## [What the task requires]
Transcribe, exactly as they appear, only the lines from the one holding "the black chalkboard" through the end of the entries below.

## [Input data]
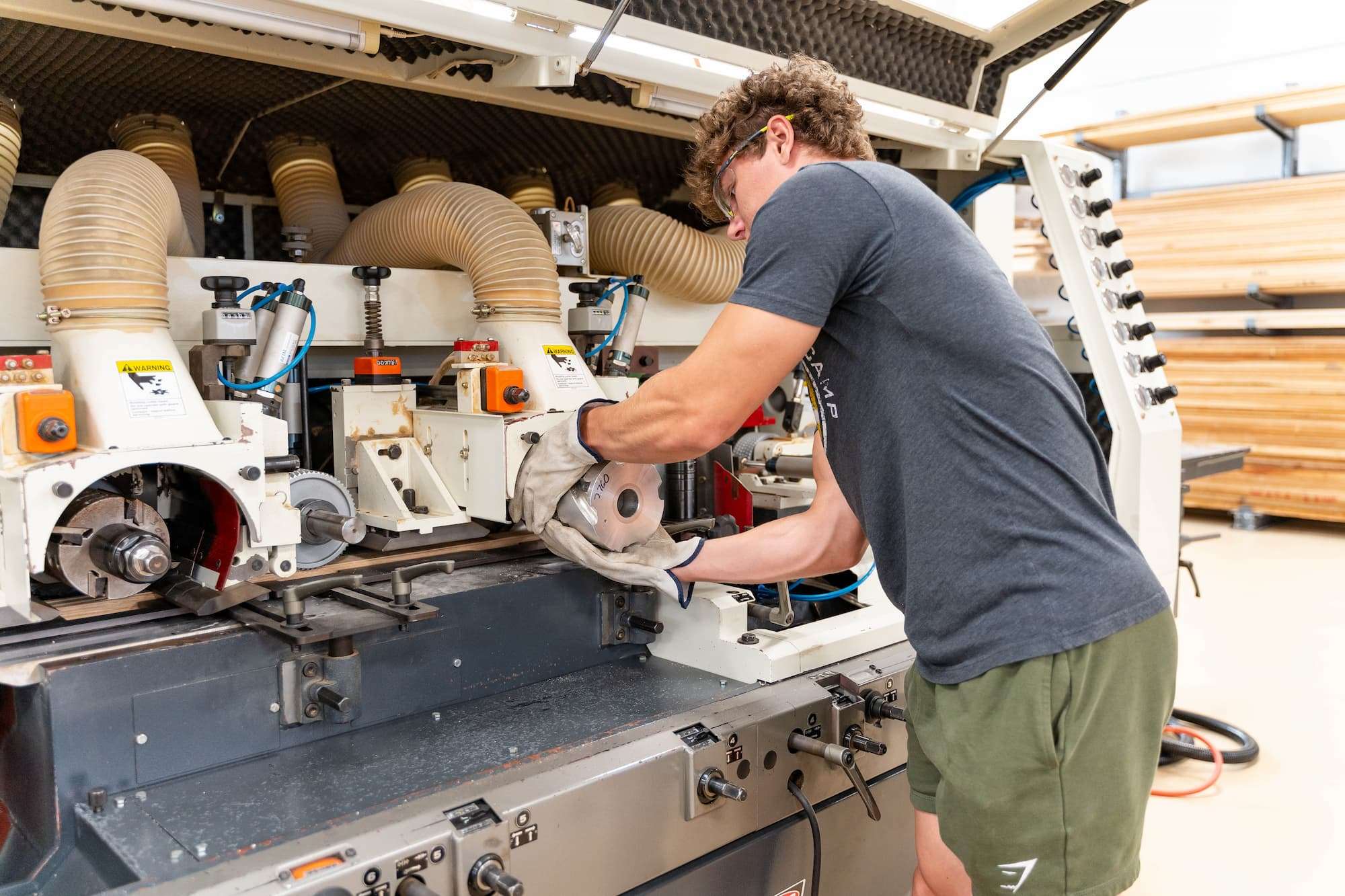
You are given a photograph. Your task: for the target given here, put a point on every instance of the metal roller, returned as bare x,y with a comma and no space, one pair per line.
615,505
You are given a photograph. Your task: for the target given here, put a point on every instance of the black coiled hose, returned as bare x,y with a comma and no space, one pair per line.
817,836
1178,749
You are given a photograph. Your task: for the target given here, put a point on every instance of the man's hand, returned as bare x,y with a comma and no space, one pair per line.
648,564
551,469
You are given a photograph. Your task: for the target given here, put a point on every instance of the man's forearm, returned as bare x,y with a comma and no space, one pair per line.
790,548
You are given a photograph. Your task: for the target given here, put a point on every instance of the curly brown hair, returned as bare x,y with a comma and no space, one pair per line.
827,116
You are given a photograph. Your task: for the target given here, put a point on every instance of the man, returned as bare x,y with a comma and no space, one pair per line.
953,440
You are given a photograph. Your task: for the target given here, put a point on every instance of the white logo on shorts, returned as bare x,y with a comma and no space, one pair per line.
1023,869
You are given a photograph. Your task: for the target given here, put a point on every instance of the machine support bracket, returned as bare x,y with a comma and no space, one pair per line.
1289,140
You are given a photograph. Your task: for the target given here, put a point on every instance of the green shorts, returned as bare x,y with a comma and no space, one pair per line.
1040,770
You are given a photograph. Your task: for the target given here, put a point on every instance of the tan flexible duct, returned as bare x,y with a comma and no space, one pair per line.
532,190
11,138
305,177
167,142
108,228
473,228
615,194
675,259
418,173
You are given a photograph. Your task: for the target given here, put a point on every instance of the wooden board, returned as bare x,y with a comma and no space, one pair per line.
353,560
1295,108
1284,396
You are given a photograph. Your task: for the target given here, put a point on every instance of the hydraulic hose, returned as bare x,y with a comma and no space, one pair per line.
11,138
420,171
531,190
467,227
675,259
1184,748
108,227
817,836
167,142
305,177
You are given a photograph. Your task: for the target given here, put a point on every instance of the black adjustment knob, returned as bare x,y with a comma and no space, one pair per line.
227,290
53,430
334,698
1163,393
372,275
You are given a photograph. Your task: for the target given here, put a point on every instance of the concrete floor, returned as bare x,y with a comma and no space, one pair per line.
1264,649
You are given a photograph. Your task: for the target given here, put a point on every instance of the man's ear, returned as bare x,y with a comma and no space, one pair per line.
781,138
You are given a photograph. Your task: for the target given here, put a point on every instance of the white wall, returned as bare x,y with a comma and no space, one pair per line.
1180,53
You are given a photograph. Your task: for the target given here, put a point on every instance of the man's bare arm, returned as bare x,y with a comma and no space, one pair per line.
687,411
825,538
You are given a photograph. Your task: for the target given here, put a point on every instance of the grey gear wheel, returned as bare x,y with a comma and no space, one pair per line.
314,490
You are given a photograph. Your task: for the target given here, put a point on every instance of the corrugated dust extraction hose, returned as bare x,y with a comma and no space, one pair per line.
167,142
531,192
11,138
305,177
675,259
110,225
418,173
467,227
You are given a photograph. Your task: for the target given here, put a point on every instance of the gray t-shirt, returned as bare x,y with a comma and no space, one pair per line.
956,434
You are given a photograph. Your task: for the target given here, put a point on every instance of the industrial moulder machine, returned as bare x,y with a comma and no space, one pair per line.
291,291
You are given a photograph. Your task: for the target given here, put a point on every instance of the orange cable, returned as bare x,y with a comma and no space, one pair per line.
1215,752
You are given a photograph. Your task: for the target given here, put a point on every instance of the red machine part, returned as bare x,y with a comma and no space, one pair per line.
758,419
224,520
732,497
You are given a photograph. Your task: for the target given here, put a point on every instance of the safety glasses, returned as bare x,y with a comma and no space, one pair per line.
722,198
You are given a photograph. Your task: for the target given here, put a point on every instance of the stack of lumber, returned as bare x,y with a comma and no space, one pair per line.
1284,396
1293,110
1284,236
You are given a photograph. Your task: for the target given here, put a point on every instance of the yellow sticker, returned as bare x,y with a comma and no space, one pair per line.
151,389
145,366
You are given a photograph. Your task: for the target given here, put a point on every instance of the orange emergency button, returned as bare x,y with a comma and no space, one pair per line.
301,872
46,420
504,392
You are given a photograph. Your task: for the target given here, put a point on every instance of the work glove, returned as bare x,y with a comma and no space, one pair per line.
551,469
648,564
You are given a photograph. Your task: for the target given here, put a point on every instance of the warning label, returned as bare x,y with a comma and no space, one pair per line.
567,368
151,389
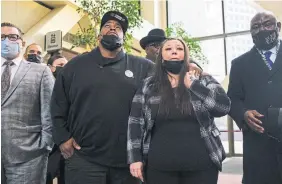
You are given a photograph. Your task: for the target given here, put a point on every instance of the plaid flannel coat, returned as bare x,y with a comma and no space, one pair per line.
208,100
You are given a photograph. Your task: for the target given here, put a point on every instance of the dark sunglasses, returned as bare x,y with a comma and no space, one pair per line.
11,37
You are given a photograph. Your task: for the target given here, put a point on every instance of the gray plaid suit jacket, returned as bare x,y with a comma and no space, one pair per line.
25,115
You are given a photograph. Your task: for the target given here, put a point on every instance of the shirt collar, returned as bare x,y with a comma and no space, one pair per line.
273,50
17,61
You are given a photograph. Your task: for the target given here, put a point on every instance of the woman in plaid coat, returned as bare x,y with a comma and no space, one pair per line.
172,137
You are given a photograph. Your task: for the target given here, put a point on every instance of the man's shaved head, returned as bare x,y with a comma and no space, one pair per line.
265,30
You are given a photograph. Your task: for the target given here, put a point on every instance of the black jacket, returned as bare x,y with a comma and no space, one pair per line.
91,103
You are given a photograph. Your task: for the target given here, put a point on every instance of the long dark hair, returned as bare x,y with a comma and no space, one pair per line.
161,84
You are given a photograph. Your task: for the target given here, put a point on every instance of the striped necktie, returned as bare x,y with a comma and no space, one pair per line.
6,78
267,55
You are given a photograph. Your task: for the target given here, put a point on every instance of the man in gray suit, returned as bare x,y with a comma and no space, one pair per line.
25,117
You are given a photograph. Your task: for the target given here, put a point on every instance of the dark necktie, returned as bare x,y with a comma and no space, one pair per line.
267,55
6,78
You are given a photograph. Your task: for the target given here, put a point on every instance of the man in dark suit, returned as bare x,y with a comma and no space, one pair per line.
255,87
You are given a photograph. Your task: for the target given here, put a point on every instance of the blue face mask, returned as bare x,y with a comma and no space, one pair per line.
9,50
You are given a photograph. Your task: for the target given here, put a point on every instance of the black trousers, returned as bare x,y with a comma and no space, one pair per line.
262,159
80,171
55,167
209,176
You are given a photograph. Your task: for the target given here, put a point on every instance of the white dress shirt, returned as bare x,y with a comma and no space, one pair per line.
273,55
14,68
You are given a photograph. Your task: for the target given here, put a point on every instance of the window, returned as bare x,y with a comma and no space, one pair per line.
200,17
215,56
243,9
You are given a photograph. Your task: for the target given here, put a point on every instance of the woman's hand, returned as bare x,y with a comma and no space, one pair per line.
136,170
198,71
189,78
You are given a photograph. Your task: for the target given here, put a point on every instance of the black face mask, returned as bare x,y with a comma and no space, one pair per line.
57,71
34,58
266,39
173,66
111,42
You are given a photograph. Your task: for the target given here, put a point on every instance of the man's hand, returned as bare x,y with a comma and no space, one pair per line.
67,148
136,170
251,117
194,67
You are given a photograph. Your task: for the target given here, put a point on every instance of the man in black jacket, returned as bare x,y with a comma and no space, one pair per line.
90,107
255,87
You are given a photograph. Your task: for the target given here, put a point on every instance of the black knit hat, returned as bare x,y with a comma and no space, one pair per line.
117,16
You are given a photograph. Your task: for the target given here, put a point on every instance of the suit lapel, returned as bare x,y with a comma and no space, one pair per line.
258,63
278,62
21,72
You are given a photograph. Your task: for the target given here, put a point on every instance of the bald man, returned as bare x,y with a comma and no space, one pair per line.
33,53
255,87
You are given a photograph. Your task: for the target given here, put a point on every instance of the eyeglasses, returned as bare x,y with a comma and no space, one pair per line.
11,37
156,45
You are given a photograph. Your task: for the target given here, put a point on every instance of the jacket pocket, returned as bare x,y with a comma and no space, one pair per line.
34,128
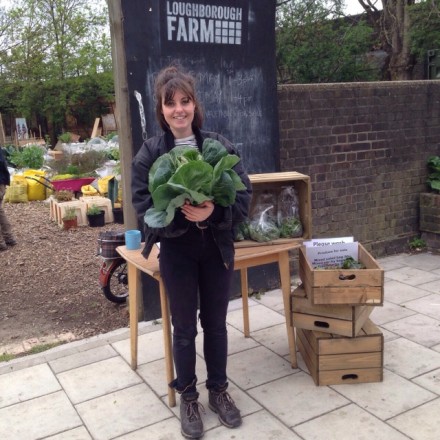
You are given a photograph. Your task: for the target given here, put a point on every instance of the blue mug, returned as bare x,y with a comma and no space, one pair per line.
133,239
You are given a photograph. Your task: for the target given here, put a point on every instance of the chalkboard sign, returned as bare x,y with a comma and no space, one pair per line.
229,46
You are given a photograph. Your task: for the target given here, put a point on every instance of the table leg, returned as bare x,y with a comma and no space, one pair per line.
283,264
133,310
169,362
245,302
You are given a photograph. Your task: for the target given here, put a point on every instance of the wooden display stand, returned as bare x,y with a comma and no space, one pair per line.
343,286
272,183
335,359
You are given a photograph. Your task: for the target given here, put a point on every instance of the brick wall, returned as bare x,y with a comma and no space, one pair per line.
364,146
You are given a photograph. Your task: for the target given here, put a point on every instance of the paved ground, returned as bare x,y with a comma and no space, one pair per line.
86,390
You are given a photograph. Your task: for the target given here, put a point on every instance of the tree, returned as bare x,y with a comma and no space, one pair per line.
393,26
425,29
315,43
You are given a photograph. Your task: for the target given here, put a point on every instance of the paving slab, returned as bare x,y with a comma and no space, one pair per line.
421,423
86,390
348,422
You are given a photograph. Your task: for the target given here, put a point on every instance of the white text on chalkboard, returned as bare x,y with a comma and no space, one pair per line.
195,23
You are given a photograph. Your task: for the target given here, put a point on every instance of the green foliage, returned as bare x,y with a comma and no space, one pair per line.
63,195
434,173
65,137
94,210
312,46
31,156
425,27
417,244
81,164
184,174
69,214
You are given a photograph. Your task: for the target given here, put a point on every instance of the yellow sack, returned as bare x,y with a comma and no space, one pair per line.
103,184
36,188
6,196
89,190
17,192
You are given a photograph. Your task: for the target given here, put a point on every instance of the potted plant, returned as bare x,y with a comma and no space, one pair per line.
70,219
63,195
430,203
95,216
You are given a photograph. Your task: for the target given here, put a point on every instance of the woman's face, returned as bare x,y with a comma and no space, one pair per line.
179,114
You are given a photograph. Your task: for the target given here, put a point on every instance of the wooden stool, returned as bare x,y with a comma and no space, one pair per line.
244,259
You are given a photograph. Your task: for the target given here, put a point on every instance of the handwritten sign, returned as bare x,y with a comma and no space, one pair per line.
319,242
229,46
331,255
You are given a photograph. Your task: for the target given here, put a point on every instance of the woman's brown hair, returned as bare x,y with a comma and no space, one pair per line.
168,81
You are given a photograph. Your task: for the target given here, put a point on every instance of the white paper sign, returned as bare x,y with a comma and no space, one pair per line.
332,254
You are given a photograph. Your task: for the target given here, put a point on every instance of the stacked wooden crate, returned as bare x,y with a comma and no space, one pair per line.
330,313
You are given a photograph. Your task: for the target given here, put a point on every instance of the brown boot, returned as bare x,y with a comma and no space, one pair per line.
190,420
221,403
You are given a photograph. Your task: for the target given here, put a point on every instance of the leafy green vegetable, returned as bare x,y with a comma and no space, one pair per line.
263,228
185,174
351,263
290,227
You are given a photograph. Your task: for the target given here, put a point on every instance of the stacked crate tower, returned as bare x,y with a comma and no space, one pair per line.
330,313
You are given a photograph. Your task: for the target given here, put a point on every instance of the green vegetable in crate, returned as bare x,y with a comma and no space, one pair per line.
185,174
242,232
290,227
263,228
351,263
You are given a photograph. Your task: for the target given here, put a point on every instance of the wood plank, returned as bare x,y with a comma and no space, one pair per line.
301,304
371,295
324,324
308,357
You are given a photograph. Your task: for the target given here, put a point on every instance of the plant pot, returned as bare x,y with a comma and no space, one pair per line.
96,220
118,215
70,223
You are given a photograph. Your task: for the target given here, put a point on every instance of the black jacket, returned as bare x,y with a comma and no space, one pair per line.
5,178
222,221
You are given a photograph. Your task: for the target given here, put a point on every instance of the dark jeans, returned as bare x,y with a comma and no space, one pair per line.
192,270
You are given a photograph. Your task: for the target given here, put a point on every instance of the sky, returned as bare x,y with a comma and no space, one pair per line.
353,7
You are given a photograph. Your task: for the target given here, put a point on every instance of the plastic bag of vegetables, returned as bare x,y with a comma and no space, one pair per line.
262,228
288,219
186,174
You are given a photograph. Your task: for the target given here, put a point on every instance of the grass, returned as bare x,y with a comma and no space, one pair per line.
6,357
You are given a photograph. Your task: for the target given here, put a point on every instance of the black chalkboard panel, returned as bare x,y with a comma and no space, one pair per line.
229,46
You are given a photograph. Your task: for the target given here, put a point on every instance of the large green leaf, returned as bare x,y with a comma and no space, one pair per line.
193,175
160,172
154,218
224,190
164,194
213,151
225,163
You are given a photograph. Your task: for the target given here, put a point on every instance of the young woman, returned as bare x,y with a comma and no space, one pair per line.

## [Answer to the problem]
You are given a photograph. Your task: for the target given here, put a point on every instance of the black chalkboard panel, returned as bare x,y with a comma and no space, one pair per line.
229,46
You are given a photograph. Your task: for the target given here, put a point on every instance of the large green leaf, returned as bare x,y with a comma and no space, one pair per line.
193,175
160,172
154,218
224,190
164,194
213,151
225,163
You are given a photograph. Your task: for the target given here, put a point on every instance of the young woman, returned as bare x,y with a comma and no space, one pair per line.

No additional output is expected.